MATERIAL FOR THE TASK START
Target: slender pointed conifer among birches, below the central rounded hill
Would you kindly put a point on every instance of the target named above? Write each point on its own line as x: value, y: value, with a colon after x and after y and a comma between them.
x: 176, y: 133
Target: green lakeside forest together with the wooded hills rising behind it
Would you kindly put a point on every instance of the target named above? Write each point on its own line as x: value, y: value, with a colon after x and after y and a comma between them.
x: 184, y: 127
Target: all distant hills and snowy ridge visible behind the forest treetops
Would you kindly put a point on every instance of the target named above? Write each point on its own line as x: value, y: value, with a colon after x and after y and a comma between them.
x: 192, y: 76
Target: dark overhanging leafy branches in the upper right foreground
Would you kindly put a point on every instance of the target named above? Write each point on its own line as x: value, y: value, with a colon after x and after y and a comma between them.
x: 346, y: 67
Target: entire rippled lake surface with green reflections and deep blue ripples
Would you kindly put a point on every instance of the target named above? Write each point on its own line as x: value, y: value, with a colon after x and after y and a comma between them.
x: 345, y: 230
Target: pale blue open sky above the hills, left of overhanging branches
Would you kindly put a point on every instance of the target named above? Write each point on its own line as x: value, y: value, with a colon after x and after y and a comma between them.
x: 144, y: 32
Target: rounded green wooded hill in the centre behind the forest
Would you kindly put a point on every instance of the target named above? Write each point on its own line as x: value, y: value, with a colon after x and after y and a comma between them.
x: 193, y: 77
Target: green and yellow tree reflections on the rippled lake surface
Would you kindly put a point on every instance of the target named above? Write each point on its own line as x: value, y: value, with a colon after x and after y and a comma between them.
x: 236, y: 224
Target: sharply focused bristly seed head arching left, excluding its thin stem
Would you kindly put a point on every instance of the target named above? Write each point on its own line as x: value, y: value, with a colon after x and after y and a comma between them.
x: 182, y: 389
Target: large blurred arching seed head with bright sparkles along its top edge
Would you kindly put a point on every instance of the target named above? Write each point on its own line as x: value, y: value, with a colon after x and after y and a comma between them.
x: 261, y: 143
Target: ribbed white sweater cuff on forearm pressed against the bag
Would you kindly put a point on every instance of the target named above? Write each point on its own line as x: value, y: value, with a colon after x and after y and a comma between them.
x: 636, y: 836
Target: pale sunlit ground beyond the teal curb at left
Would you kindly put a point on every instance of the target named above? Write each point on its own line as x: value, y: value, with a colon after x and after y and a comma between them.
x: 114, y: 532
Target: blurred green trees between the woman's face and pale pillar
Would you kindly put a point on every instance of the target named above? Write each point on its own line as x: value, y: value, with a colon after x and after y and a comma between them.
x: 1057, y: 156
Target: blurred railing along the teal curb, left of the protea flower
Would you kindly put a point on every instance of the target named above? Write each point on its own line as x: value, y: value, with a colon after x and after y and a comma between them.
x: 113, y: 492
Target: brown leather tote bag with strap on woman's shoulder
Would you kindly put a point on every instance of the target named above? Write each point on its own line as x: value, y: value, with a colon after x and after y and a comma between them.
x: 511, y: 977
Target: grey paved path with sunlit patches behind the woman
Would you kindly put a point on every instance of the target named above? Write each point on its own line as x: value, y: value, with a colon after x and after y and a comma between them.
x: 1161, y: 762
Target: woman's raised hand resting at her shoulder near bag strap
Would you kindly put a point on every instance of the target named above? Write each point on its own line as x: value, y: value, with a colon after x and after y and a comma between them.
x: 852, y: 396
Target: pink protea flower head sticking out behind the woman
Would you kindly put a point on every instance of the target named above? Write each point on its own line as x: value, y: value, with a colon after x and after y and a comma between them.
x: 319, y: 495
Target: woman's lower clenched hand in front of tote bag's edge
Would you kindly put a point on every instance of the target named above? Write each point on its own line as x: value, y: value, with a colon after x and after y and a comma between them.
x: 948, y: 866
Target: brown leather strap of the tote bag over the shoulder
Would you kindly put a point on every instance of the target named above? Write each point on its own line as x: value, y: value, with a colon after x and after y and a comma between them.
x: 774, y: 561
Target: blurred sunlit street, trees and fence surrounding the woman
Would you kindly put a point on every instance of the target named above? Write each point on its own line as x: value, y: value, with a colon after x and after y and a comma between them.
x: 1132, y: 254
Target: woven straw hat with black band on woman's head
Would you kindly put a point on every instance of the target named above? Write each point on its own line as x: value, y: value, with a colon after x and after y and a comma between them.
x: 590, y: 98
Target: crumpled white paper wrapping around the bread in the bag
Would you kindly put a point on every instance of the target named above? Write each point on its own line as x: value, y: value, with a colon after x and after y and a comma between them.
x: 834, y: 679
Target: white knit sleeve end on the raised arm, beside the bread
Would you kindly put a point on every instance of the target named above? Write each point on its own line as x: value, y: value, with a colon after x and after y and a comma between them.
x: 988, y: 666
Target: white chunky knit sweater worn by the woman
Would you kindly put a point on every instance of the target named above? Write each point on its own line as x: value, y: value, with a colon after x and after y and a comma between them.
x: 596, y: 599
MATERIAL FOR THE TASK END
EXERCISE GOAL:
State the number of lines in the records that hold the string "head", and add nothing.

OUTPUT OF THE EXERCISE:
4